* Exercício escrito 1 *
No texto "Autonomia radical", as ideias de qual pensador trouxeram a percepção de estar caminhando certo?
* Exercício escrito 2 *
Transcreva do texto "Autonomia radical" o trecho entre "por Luiz Alberto" e "não me satisfazia.", inclusive.

* Página *
__________
Autonomia radical

por Luiz Alberto Mendes

Há muito tempo me senti incomodado e passei a incomodar. Eram cordas bambas a serem trilhadas. A consciência da precariedade da existência brotava do imediato. Todo dia constituía-se em desventuras que geravam conseqüências. Quando conheci idéias de Herbert Marcuse, percebi estar caminhando certo. Questionar é o que me restava já que o dado não me satisfazia.

Nunca, em tempo algum, consegui sentir que eu fosse melhor que ninguém. Até muito pelo contrário. Não é humildade. Apenas constatação. Cedo fui agredido por minhas fraquezas e mesquinharias. Cercado de mim mesmo, fui vil, egoísta e cruel. Em conseqüência, o mundo se fechou para mim. Foi duro não poder esperar mais nada da vida. Não consegui desistir. Lutei e estou lutando até agora.
Futuro não existia. Estava preso para o resto da vida. Na somatória de minhas penas acumulava 132 anos de condenações. Esperar o que? Cada dia se acabar? Havia um desejo insano de deixar de existir. Só então descobri que nós não temos vida e vamos existindo-a. O ato de viver é a própria vida e não produto da existência. O resto é passado ou futuro. Disposto a ser surpreendido venho, aos trambolhões, derrubando obstáculos.  

Acredito que o tempo é a abstração mais poderosa que construímos. Assim como as provações medem o homem, é o tempo que mede a vida. Era preciso pensar o mundo que tinha como único, tomar atitudes reais. Criei meu tempo, minha cela era meu mundo. Não estava indo apenas além do que fora condicionado. Queria conhecer os fatores condicionantes, aqueles que os criavam e seus motivos.
Estudei muito, pensei e procurei por todos os meios que me eram accessíveis. Quebrei mitos, destruí ídolos, passei por cima de todos esses valores ditos superiores. Coloquei-me contra a parede, desnudo e esvaziado de toda pretensão. Buscava não repetir. Não precisava da segurança que a rotina pudesse trazer. Segurança para que? Para continuar preso?
__________
* Dados fornecidos *
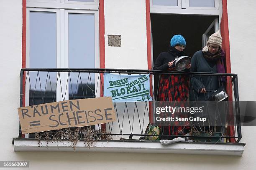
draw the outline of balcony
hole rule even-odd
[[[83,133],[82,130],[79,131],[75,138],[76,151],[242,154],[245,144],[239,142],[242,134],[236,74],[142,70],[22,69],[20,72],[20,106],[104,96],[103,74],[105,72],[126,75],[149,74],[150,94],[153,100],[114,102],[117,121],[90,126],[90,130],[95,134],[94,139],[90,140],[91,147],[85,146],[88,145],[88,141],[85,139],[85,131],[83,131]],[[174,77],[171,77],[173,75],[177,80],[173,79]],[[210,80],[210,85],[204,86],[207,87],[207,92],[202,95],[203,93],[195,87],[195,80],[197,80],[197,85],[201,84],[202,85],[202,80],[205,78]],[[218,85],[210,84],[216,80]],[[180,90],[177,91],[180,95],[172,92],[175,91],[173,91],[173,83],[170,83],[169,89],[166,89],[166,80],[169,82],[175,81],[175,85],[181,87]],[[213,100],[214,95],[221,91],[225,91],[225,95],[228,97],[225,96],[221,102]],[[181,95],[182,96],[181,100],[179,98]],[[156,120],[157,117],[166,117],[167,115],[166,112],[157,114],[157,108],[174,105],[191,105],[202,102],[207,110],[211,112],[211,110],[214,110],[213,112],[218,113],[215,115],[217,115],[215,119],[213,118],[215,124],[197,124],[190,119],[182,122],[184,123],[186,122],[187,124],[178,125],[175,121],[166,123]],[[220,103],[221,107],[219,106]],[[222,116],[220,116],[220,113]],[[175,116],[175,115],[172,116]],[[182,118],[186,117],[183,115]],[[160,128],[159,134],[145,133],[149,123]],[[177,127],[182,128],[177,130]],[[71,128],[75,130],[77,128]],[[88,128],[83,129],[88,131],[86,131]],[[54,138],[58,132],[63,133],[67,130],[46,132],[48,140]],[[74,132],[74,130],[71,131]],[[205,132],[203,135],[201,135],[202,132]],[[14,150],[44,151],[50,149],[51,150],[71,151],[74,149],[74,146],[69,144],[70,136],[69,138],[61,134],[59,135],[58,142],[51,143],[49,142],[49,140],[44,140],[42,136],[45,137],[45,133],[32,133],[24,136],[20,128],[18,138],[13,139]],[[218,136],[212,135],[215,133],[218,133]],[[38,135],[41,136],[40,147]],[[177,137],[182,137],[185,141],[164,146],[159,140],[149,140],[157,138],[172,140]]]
__________
* Resposta completa 1 *
As de Herbert Marcuse.

* Resposta completa 2 *
por Luiz Alberto Mendes

Há muito tempo me senti incomodado e passei a incomodar. Eram cordas bambas a serem trilhadas. A consciência da precariedade da existência brotava do imediato. Todo dia constituía-se em desventuras que geravam conseqüências. Quando conheci idéias de Herbert Marcuse, percebi estar caminhando certo. Questionar é o que me restava já que o dado não me satisfazia.